Reproduce every one of the records below line by line, changing nothing.

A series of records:
=====

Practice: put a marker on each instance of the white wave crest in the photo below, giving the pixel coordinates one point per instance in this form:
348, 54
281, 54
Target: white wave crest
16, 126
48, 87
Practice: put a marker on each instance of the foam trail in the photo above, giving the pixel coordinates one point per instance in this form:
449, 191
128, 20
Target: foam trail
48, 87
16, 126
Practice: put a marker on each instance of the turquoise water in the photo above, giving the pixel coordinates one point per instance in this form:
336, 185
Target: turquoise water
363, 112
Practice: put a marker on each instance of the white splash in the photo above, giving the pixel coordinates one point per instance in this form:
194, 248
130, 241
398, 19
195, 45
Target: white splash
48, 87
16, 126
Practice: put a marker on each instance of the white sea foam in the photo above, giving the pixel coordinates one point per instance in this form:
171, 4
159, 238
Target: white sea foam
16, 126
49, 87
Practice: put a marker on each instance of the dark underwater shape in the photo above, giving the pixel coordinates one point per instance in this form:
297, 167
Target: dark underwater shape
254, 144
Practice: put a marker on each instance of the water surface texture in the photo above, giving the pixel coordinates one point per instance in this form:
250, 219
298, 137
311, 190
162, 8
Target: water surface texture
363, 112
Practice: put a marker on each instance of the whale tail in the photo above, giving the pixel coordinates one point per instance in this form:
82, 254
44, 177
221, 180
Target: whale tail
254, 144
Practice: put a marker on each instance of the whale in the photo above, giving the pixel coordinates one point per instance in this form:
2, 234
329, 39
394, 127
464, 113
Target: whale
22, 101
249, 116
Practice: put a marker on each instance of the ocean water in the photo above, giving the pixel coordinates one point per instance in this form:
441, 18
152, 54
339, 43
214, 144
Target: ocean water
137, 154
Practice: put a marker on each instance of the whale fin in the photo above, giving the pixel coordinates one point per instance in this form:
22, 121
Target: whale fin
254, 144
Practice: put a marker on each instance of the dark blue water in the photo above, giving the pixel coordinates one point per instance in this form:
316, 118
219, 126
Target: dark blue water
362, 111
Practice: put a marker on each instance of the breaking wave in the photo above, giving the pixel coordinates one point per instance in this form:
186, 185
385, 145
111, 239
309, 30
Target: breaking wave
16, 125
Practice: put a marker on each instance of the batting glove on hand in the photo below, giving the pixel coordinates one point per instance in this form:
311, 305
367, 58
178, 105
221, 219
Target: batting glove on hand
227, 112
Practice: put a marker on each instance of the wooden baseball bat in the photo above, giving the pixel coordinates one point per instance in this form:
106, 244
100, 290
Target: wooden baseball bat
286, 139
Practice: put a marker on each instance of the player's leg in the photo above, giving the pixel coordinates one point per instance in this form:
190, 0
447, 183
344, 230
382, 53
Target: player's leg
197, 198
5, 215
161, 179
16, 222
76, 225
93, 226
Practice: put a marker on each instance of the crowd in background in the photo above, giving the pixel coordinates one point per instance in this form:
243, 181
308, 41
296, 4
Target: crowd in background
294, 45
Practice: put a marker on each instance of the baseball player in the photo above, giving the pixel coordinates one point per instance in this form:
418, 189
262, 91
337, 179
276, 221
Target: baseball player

=====

* [Exercise answer]
Practice: put a marker on each instance of the white wave crest in the photo below, giving the pixel coordinates one point per instance in this form:
348, 54
281, 54
Target: white wave crest
16, 126
48, 87
Practice: put a marker on each instance of the foam trail in the photo above, giving the pixel coordinates one point per instance in this form:
449, 191
128, 20
Target: foam trail
48, 87
16, 126
Practice: put a marker on each instance of the turquoise water in the photo above, giving the pixel coordinates one point per instance in this form:
336, 185
Target: turquoise water
363, 112
Practice: put a marker on each instance of the white splash in the photo above, giving the pixel coordinates one point per instance in this form:
194, 248
130, 241
398, 19
195, 45
Target: white splash
48, 87
16, 126
Practice: put a marker on each instance of the white sea foam in the photo above, giving the pixel coordinates one point per instance in this form:
171, 4
159, 238
Target: white sea foam
16, 126
49, 87
Practice: put a marker on each instance of the dark underwater shape in the photo above, giving the pixel coordinates one point per instance in this form:
297, 167
Target: dark underwater shape
254, 144
Practice: put a marker on each instance of the water surface texture in the photo above, giving the pixel coordinates one point per instance in this form:
250, 219
298, 137
311, 190
162, 8
Target: water surface texture
363, 112
Practice: put a marker on each instance of the whale tail in the photo above, giving the pixel coordinates one point per instance in this form:
82, 254
44, 177
221, 180
Target: whale tail
254, 144
Practice: put a marker on each instance of the whale in the photo above, giving the pixel coordinates one point per instance in this form:
2, 234
329, 39
394, 127
464, 113
Target: whale
22, 101
249, 116
Practice: put a marker on each instance of the ocean water in the photo above, giving the pixel coordinates one point per instance in this form:
441, 18
152, 54
339, 43
214, 144
Target: ocean water
137, 154
Practice: put a marker on each instance of the whale fin in the photo above, giving the pixel coordinates one point per instance in this form:
22, 121
Target: whale fin
254, 144
Practice: put a marker on each instance of the dark blue water in the photo above, giving the pixel coordinates one point per instance in this form:
316, 118
219, 126
Target: dark blue water
362, 111
Practice: put a marker on each instance of the breaking wave in the photo above, giving the pixel coordinates one point per instance in this form:
186, 185
385, 145
111, 239
309, 30
Target: breaking wave
16, 125
Practice: put a marker on each instance of the batting glove on hand in the photo below, giving the pixel coordinates one point per instance in this form:
311, 305
367, 58
178, 105
221, 219
Target: batting glove on hand
227, 112
Practice: put a marker on each instance of the wooden baseball bat in the photo above, giving the pixel coordinates one point per instance in this form:
106, 244
100, 290
Target: wooden baseball bat
286, 139
Practice: put a marker on each instance of the player's leg in the photo above, giving the pixel coordinates one point per instance in this form:
190, 0
447, 183
344, 230
382, 53
Target: player's leg
197, 198
5, 215
161, 179
16, 222
76, 225
93, 226
Practice: put a marker on each instance of the crowd in background in the photo above, giving the pixel coordinates one point per instance in this form:
243, 181
308, 41
296, 4
Target: crowd in background
294, 45
Practice: put a marker on each instance of the baseball player in the photo above, giving the pixel coordinates one point per instance in this form:
418, 189
262, 91
337, 179
276, 221
Target: baseball player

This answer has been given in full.